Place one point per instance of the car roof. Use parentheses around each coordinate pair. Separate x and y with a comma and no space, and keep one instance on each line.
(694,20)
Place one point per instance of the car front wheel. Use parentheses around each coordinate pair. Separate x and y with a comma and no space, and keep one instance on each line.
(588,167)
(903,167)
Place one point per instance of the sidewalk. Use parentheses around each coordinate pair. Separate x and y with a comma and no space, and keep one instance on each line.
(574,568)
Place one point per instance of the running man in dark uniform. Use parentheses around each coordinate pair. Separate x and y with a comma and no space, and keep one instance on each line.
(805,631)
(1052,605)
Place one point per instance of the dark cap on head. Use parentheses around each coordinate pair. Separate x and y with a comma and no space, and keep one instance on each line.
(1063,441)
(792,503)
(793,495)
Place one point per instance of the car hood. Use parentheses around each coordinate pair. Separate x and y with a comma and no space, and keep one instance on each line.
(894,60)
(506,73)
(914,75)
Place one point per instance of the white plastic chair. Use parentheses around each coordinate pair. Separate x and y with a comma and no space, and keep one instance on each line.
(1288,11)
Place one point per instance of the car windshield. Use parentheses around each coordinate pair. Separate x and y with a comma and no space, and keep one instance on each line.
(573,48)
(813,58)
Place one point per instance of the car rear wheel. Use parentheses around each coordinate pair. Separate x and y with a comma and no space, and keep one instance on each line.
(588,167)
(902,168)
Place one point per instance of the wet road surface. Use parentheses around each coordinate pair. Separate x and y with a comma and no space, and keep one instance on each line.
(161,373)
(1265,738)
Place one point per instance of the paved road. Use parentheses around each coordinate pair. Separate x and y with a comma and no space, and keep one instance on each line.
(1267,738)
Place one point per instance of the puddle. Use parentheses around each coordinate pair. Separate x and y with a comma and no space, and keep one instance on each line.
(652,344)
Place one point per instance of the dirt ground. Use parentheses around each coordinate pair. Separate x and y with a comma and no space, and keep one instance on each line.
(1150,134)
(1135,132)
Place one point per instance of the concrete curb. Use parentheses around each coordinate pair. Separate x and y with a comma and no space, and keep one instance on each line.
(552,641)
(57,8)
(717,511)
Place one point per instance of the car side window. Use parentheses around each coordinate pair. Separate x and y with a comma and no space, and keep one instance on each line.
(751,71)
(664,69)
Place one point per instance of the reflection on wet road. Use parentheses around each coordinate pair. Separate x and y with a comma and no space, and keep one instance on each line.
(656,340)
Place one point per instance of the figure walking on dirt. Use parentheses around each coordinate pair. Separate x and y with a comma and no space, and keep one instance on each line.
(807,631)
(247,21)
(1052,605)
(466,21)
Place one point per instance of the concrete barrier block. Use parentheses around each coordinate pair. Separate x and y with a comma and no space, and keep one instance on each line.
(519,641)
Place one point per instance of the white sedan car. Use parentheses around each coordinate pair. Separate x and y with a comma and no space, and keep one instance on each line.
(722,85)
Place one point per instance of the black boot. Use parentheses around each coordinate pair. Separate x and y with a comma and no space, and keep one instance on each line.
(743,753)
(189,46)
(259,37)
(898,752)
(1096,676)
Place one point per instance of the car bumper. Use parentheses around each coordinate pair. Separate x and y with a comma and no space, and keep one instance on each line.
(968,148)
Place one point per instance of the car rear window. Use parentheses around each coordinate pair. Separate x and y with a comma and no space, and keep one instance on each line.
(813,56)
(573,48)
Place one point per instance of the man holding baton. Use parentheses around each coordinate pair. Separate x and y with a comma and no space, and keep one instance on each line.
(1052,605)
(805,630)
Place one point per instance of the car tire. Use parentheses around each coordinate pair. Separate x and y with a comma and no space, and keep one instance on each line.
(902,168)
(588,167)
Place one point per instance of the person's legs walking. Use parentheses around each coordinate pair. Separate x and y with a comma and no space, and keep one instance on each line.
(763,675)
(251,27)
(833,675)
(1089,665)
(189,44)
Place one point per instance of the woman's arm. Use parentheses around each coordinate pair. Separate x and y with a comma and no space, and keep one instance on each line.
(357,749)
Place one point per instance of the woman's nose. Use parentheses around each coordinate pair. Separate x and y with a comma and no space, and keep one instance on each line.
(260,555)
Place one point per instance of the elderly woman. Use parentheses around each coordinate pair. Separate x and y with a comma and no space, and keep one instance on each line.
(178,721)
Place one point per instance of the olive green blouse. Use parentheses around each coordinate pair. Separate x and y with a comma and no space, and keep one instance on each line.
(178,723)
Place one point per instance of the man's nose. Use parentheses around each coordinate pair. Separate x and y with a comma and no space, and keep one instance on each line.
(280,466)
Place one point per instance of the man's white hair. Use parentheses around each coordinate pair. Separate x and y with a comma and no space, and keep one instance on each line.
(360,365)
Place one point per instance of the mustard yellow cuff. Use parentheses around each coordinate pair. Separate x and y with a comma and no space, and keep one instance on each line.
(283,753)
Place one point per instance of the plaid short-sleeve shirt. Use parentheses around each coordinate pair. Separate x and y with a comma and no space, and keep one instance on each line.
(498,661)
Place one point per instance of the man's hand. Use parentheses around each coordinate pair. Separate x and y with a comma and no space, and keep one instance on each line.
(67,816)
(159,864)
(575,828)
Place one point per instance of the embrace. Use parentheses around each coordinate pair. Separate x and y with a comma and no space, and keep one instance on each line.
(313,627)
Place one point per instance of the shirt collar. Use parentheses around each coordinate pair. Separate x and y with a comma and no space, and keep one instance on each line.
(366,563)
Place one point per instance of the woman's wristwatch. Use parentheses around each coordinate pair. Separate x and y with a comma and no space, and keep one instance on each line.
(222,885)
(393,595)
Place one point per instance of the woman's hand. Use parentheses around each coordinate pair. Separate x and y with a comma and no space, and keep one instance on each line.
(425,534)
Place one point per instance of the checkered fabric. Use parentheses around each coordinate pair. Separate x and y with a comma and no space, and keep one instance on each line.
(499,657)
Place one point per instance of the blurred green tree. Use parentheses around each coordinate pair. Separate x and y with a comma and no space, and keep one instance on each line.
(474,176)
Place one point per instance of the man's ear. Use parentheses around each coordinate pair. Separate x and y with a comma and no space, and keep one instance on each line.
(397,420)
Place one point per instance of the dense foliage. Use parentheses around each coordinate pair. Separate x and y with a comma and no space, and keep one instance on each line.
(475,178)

▶ What you will do:
All of the material above should be printed out in full, word for word.

▶ Solved exercise:
Place one point per instance of the car roof. Use parentheses around each coordinate pair. Separate x and y with a comma and no space, and keep one instance on each line.
(694,20)
Place one point per instance of the car front wheel. Use parentheses around each coordinate pair. Separate x and y with a comma and no space, and keep one instance on each line.
(588,167)
(903,167)
Place one point per instance of the sidewalk. Use parentheses around each coordinate pair. Separate x and y with a comma and no space, and keep one instance on each line.
(574,568)
Place one point per instance of the running man in dark uniform. Use parentheses around each coordinate pair. Separate x and y with a comma and no space, and keep one instance on each line.
(805,631)
(1052,605)
Place one point per instance of the dark cap on head. Use parentheses around each coordinate pair. Separate x and y with a comma and no space, and keep one instance on each line.
(1063,441)
(792,503)
(793,495)
Place one point per instance of the car hood. Use parentheses around each coordinate pair. Separate x and y with a comma and no space, and keep one instance on each line.
(894,60)
(506,73)
(914,75)
Place one point per instance of the white plastic chair. Use parentheses around each coordinate pair. Separate x and y with a comma and no space, and keep one instance on each line.
(1288,11)
Place one point per instance of the car windshield. Use parentheses around each coordinate pair. Separate x and y with a comma and no space, and keep one instance on each line.
(573,48)
(813,58)
Place one point per instance of the car rear wheel. Use parentheses around each coordinate pair. Separate x and y with a comma and no space, and keep one instance on each line.
(588,167)
(902,168)
Place one point per instance of the wet road surface. Use parentheses around each coordinate pair. Separate x and y with a comma and no space, and keep one instance on each line.
(161,373)
(1265,738)
Place one point per instance of the paved road. Use parentheses around each coordinate pair. Separate x and y with a comma and no space, and keep one instance on each line.
(1267,738)
Place one point per instance of the puddle. Use parentheses around each coordinate pair. Separate x and y with a comma and no space, and keep one instance on each line.
(652,344)
Place one point per instance of the dirt ground. Use parentheses around each coordinate pair. Separate x and y with a comma and no space, and keep one instance on each line.
(1150,134)
(1135,132)
Place one point per instance of the concrete curb. Use parentheses around each coordinate pair. Separate x and y with a comma and no space, and keep one instance on each line.
(552,641)
(57,8)
(717,511)
Place one point per instance of the car side window. Use parentheses around each coordinate pair. Separate x and y with a comma and no space, and keep one instance on each line.
(751,71)
(664,69)
Place one point per instance of the reflection on wet road. Use parentheses around each coordinate pair. Separate x and y with a comma and no space, and keep one instance on each line.
(656,340)
Place one point per instance of the figure walking on dirt. Use parentheses around each coordinate pair. Separate x and y with a comma and no space, and keep one instance on each line.
(807,631)
(247,21)
(1052,605)
(466,21)
Place one point per instance of the concrete barrier block. Use parentheses around each coordinate pair. Separate x and y with a comma and no space, and keep one instance on each line.
(519,641)
Place one point per instance of the white sedan car. Use parentheses around each coordinate pair. Separate x and y with a comma and no space, and keep one instance on each line.
(722,85)
Place one point per instance of the black boot. Use parentheses around each coordinate pair. Separate x and y with a comma and no space, and keep one instance on each line.
(743,753)
(189,46)
(259,37)
(898,752)
(1096,676)
Place one point per instance of the car bumper. Use parentheses around each coordinate pair. Separate x and y with a comma and no space, and keep one instance on each line.
(968,148)
Place one point per instance of the car rear window. Use parentheses around each coordinate pair. Separate x and y with a comma and no space, and keep one instance on each line.
(813,56)
(573,48)
Place one point per instance of the man holding baton. Use parentheses around each coordinate pair. Separate x and y with a comma and no space, and keep one instance on each line.
(1052,605)
(805,630)
Place one point per instance of the car tire. Use parentheses around each coordinate pair. Separate x and y with a comma and no space, and keep one instance on each line.
(902,168)
(588,167)
Place one point per instance of the person's legs walking. Use parentheses around each coordinate pair. Separate x and y with a comma and no space, and keep one instance on each line.
(763,675)
(251,27)
(833,675)
(1089,665)
(189,44)
Place one point per instance of the woman's arm. Use parentheses around each coordinate pair. Separate x and y with a comma and no space, and keep one instance on each line.
(357,749)
Place one point per instance of the woman's nose. Use parentheses around each coordinate pair. Separate x and y with a comma and no space, and keep one instance on each line.
(260,555)
Place one point per instance of the elderly woman. Use parentheses around each coordinate pair. Separate x and y with a comma and no space, and keep one instance on each line.
(178,721)
Place one point per instance of the olive green blouse. Use parentheses around each coordinate pair. Separate x and y with a comma and no space, and keep one instance on each line.
(178,723)
Place one point per instance of the man's nose. Use parentheses around each coordinate pair. Separate x and y with a comma and no space, and keep one instance on each line.
(280,466)
Place one point per instance of the man's white hair. Use parentheses around each coordinate pair. Separate x and y with a comma and no space, and keep one instance on each line.
(360,365)
Place one point per instance of the mustard yellow cuff. Use parentheses around each coordinate pair. Separate x and y with a comma and no space, and keep one instance on each line.
(283,753)
Place one point per instance of the plaid short-sleeve shirt. Use parentheses around each coordinate pair. Separate x and y with a comma and no space, and keep one instance on each line.
(498,661)
Place one point per instance of the man's hand. Use parentheses around each coordinate pair. Separate x and y with a comma and no space, and keep one instance on each line.
(67,816)
(159,864)
(575,828)
Place one point per instance of the embrace. Use parentheses around each coordinate pair. Separate x and y with a comma and no space, and keep one instance on each line.
(313,627)
Place one point per instance of the shirt collar. Use parentheses around each coordinate pair. Separate x and y with a comma and no space, and keep one instance on each line.
(366,563)
Place one point per instance of the woman's wristwatch. Use parentheses around each coordinate pair. Separate x and y with a comma and no space, and keep one instance on each line.
(222,885)
(393,595)
Place one point per instance of the woman's hand. Use parentheses around each coordinate pair. Separate x and y with a comma and no space, and keep one instance on each line.
(425,534)
Place one point per instance of the checkered fabric. Use parentheses around each coordinate pair. Separate x and y with a comma and no space, and keep one instance on each line.
(499,657)
Place one point per instance of the blurred green tree. Use parentheses around each coordinate pair. Separate x and y with a comma and no space, and keep one instance on each line.
(474,176)
Place one point per instance of the man's ear. Use parentheses around each coordinate pair. Separate x and y with a comma and no space, and keep one instance on each line.
(397,420)
Place one point per instance of the dense foliage. Use parentheses around each coordinate pair. Separate x and y with a comma and no space, and keep one instance on each line.
(475,178)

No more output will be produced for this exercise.